- Source -
— Start —

At Vaygirl; His eye is whitened out because of flash, right? Will make the center black unless you tell me otherwise.


----------



## vaygirl

Oh yeah, it's black.  I'll totally send you a stamped envelope for the original! Thank you, thank you!


----------



## XSprinkleFaceX

If you wouldn't mind could you paint Finn? 

http://img340.imageshack.us/i/sdc10985z.jpg/


----------



## secuono

Alright, 4 fish to work on tomorrow so far!


----------



## XSprinkleFaceX

Haha cool! thanks alot btw


----------



## bettalover2033

wow your really good!!!!


----------



## bettalover2033

Jooleeah said:


> Those are gorgeous! i loooooove the angel fish
> Can you do kokomo for me?


wow kokomo looks just like my Marki  hes tri-colored too

the only thing is marki is darker


----------



## metalbetta

I'd love to have the originals!


----------



## TheJadeBetta

These are awesome. I want one of Caesar or Tanya. I need to get pictures of one of them.


----------



## bettalover2033

hello im sorry to bother you but i was wondering if it isnt too much of a problem?, would you be able to paint a picture of one of my bettas ??? i could give you a picture??


----------



## CodeRed

... I hate to add another load on you, but you're amazing, so I'll beg xD Can you do one of Akeros?

It would be of this body shape:









With his actual body color, which is this:









Could you do that for me?


----------



## Maryrox247

Please paint mine!!! PLEASE! 
Go to this link to see him! This is roger taylor! And the bottom link is Juliet!Sorry,juliet is a bit blurry so if you can't paint her i totally understand! 
http://s1008.photobucket.com/albums...=view&current=RogerTaylorthefish.jpg&newest=1


http://s1008.photobucket.com/albums/af205/maryrox247/?action=view&current=BB.jpg


----------



## secuono

bettalover2033 said:


> hello im sorry to bother you but i was wondering if it isnt too much of a problem?, would you be able to paint a picture of one of my bettas ??? i could give you a picture??


No problem, just PM or post a picture for me. ^.^


----------



## secuono

All but 'Ice'(Fermin's betta) have been sketched up. I need to figure out what his tail and anal fin might look like.


----------



## Hermitpaws

wow wish i could Paint like that!........umm maybe i can i donno...... haven't painted fish in a while just backgrounds or my website. any way Nice job you should try selling those.
and what type o paint do you use? i use acrylic and water color.


----------



## secuono

Acrylic. 
If people send a dollar I can send the originals to them. They aren't very large nor that good, so I can't charge very much. >.<


----------



## bettalover2033

secuono said:


> Acrylic.

— End —

[A block of data]
— Start —

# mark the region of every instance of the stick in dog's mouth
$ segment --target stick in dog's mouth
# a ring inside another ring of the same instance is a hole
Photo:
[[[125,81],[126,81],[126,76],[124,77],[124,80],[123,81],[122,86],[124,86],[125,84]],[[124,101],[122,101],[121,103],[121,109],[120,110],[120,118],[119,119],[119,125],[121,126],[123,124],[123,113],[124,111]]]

— End —

- The problem -
Pick up the forum thread about painting portraits of members' betta fish at the point where it stops, and write the next few posts.

- Result of the exercise -
> If people send a dollar I can send the originals to them. They aren't very large nor that good, so I can't charge very much. >.<


who cares if they aren't that large its the paint job that counts and you for one have a gift

they're amazing!!!


----------



## secuono

3 new will be posted later tonight or tomorrow morning. They aren't the best, must be in a painters slump, lol. Really bad ones I have on my list to redo later on.


----------



## Jooleeah

when i paint picture after picture i just turn into a work horse and im usually more focused on finishing the picture so the quality isnt there.
Or i just dont feel the creative juices flowing after a while. 
thats my painters slump xD


----------



## frogipoi

Can you paint Aurora? He is my pics (album) Sorry to add another but practice=perfect!


----------



## secuono

Jooleeah said:


> when i paint picture after picture i just turn into a work horse and im usually more focused on finishing the picture so the quality isnt there.
> Or i just dont feel the creative juices flowing after a while.
> thats my painters slump xD


Same issue I'm having today..lol.


----------



## secuono

Roger Taylor owned by Maryrox247.









Pepper owned by Tang_mc.









Rio owned by 1Fish2Fish.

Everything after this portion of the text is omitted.